▸ The problem
Search the data for the word "plant" and copy each line that has it.

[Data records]
- - - -

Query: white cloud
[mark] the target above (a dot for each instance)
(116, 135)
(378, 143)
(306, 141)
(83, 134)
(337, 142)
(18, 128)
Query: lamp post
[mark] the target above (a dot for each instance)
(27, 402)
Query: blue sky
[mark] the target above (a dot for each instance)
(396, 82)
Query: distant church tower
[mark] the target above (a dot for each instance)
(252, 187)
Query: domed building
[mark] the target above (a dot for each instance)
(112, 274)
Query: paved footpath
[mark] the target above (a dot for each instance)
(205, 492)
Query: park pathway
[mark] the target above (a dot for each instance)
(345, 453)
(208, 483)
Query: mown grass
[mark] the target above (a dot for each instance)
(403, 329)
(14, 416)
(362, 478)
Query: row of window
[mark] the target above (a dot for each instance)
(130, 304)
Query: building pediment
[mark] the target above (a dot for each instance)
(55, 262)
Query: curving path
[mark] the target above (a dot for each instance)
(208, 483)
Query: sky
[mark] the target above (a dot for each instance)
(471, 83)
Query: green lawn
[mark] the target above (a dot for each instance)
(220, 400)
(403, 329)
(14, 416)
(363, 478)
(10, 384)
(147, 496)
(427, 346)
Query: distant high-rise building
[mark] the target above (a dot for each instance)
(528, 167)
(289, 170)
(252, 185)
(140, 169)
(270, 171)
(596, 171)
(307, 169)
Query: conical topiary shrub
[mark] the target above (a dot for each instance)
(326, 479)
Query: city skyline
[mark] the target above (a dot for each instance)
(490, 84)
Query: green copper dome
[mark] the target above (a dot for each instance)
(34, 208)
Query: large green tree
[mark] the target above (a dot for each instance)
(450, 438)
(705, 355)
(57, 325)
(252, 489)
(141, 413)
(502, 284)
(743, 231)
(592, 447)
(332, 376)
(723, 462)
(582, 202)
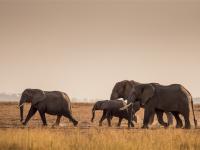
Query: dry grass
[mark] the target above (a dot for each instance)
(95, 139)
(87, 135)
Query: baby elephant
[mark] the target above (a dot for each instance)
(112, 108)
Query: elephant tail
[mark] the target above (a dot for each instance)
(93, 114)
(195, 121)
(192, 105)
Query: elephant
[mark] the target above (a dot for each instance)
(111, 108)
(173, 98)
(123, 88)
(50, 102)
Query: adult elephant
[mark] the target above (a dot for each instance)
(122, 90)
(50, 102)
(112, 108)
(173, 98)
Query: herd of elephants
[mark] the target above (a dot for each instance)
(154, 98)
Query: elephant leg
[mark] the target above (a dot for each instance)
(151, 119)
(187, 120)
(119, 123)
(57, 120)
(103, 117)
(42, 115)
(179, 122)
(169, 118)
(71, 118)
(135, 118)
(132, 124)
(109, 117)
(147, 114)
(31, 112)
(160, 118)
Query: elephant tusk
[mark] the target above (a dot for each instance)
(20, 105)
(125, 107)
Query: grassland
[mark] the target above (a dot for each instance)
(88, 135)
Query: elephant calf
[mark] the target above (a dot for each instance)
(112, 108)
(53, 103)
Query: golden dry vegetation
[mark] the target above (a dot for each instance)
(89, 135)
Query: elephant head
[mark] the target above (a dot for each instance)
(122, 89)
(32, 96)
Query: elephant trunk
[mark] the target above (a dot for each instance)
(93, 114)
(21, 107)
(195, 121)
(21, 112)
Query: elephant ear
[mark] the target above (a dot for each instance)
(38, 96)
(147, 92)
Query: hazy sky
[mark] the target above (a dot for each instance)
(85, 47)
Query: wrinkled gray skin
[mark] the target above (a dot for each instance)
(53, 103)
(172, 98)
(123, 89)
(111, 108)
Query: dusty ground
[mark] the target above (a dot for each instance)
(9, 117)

- - - -

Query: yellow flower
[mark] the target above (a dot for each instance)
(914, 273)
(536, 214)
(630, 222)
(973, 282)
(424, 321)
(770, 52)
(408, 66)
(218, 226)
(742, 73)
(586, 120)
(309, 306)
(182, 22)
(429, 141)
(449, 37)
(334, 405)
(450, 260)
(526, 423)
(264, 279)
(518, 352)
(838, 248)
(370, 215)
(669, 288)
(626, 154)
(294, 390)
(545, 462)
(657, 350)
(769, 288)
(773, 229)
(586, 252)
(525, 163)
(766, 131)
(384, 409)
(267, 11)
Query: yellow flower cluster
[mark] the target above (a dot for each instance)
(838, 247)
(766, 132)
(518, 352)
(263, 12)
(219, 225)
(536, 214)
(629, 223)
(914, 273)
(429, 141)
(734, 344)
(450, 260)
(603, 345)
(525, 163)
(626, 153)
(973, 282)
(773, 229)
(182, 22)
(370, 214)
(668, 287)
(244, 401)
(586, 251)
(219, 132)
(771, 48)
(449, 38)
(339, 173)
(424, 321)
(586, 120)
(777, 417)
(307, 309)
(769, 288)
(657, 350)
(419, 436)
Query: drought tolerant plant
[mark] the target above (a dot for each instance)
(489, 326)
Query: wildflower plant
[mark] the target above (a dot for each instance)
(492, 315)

- - - -

▸ Exercise answer
Query: drought tolerant plant
Query: wildflower plant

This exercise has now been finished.